● **What you should do**:
Gather every line from the entries below that includes "glass".

Natural-language object grounding data:
^^^^
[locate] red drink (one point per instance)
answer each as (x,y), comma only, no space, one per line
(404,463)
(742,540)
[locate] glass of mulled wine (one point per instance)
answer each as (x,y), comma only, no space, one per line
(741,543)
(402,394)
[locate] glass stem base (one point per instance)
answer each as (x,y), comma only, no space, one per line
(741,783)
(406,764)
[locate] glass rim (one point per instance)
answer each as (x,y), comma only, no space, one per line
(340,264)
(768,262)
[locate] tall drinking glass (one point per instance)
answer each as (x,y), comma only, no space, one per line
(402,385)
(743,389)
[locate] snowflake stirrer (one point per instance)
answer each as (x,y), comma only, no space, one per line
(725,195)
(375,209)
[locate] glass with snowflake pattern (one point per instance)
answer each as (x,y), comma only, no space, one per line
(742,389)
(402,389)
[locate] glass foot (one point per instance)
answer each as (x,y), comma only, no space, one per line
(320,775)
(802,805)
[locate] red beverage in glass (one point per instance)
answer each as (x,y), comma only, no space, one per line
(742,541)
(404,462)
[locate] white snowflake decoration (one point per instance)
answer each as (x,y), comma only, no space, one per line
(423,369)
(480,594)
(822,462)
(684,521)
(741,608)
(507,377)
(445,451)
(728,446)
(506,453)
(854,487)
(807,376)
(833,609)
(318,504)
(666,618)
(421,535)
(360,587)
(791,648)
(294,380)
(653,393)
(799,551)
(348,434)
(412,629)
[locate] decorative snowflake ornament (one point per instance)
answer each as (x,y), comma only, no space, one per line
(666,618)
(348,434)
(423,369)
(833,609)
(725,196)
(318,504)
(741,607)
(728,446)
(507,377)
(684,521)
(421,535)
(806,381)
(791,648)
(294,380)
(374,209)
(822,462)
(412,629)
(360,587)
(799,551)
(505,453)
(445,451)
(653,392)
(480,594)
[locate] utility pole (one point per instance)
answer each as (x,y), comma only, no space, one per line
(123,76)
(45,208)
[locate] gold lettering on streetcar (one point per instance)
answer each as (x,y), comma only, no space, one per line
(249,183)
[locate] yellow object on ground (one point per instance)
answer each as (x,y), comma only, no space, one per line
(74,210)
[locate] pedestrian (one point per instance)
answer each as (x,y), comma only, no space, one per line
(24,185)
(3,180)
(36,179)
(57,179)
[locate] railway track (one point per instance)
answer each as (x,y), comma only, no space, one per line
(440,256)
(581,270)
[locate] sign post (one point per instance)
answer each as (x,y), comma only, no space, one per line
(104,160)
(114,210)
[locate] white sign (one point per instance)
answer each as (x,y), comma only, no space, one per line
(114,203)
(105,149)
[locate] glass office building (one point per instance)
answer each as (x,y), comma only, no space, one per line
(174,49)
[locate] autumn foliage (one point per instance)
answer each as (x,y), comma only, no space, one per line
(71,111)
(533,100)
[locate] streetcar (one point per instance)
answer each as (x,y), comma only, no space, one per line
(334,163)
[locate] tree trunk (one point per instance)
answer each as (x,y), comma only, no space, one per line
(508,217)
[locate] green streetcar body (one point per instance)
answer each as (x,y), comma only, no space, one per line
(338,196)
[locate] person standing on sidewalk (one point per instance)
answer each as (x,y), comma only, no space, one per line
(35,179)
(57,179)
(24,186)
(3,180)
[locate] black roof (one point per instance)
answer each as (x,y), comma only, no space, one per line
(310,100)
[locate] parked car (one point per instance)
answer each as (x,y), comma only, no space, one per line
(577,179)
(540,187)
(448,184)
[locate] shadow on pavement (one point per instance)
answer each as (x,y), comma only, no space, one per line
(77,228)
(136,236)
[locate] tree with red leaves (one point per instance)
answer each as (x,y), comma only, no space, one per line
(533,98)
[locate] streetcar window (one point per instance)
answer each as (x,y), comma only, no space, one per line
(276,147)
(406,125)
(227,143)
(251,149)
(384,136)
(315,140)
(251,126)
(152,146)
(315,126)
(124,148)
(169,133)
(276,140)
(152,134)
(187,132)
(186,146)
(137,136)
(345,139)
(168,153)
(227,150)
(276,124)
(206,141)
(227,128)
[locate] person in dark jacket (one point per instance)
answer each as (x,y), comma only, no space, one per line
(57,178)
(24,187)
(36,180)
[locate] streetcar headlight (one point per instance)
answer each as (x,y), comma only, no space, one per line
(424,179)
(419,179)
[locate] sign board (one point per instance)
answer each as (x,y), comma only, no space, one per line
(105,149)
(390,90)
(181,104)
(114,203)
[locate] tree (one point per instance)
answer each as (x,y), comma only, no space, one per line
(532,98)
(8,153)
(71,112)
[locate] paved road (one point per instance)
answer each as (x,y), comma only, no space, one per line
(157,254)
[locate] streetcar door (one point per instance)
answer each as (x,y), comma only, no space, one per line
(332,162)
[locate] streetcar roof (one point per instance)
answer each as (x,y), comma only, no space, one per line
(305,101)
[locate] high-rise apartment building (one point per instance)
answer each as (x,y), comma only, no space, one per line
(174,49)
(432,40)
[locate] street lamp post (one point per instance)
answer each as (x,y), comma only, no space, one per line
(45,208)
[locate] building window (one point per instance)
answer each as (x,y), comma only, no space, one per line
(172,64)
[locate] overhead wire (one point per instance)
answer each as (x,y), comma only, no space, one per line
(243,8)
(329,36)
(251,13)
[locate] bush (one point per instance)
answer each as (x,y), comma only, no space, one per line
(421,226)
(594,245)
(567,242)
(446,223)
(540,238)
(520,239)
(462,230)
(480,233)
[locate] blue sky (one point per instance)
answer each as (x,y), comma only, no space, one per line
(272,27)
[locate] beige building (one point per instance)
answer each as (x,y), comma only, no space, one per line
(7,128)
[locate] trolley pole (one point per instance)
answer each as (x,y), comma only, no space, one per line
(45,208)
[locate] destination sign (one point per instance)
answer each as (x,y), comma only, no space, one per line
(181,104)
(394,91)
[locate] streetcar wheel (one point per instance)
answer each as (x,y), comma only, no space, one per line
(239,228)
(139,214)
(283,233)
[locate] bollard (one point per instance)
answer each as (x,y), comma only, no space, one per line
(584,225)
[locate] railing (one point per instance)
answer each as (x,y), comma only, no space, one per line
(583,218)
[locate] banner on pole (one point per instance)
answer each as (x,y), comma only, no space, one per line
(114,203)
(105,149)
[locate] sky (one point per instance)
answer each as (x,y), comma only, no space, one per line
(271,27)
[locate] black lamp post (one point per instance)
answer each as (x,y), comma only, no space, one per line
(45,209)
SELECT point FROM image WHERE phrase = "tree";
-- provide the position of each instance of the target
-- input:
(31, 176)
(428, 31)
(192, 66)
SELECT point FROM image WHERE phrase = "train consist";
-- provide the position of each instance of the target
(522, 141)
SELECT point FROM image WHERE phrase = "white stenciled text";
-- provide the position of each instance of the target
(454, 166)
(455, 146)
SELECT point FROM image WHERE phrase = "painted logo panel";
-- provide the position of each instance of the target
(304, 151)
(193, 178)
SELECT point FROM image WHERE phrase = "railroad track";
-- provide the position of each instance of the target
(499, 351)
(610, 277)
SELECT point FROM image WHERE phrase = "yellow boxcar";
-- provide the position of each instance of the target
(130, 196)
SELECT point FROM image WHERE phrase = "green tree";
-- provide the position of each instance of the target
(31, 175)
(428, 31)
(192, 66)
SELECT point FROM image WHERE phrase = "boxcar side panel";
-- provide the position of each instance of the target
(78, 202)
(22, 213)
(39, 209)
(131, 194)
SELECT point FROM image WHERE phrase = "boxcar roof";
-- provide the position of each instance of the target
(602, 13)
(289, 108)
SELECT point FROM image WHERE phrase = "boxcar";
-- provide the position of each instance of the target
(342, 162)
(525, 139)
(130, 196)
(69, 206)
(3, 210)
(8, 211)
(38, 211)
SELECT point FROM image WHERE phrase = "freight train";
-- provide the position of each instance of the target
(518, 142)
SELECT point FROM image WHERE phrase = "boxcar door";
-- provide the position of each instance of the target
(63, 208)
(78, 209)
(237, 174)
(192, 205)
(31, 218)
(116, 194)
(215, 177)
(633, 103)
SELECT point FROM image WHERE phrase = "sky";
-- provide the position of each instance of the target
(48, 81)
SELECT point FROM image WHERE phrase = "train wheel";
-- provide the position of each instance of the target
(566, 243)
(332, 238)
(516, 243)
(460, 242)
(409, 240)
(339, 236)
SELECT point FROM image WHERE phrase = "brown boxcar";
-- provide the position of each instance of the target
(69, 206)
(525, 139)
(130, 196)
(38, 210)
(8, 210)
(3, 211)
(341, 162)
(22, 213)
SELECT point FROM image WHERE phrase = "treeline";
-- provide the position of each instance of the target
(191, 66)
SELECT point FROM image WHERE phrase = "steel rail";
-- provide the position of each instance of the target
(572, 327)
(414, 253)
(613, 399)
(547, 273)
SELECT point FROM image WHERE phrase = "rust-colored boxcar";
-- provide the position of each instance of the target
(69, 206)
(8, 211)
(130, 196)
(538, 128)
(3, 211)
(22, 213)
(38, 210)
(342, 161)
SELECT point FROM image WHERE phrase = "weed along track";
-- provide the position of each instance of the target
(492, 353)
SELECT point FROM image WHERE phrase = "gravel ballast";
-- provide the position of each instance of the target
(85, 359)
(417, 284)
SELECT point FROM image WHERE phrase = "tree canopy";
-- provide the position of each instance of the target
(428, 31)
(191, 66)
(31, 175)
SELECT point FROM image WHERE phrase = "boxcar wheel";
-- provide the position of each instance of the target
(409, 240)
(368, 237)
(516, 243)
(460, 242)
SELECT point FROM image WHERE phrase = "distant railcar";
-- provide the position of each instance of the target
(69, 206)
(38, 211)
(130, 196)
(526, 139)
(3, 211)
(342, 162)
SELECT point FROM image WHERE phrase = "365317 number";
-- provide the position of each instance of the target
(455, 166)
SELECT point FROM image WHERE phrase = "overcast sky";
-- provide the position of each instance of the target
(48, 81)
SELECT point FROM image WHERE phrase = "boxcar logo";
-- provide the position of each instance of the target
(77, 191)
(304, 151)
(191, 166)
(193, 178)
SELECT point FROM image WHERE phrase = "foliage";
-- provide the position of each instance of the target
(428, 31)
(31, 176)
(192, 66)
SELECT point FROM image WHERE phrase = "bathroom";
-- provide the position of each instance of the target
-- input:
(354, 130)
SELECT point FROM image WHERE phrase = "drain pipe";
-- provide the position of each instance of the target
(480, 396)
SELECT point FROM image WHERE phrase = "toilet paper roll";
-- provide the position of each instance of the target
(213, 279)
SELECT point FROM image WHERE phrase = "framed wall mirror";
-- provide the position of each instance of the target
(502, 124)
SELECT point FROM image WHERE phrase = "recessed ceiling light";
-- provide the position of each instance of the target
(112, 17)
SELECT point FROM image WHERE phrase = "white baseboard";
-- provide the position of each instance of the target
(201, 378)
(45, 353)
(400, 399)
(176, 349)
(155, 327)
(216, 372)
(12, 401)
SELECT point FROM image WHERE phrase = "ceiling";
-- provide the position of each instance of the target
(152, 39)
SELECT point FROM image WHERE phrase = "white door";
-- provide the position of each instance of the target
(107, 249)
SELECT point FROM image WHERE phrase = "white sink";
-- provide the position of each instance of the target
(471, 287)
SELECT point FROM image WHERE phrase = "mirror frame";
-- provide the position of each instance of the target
^^^^
● **Solved problem**:
[locate] glass of mulled wine (one point per instance)
[locate] glass stem base (one point per instance)
[locate] glass rim (one point per instance)
[locate] tall drinking glass (one point per instance)
[locate] glass with snowflake pattern (one point per instance)
[locate] glass foot (one point per instance)
[locate] red beverage in glass (one point per instance)
[locate] glass office building (one point per instance)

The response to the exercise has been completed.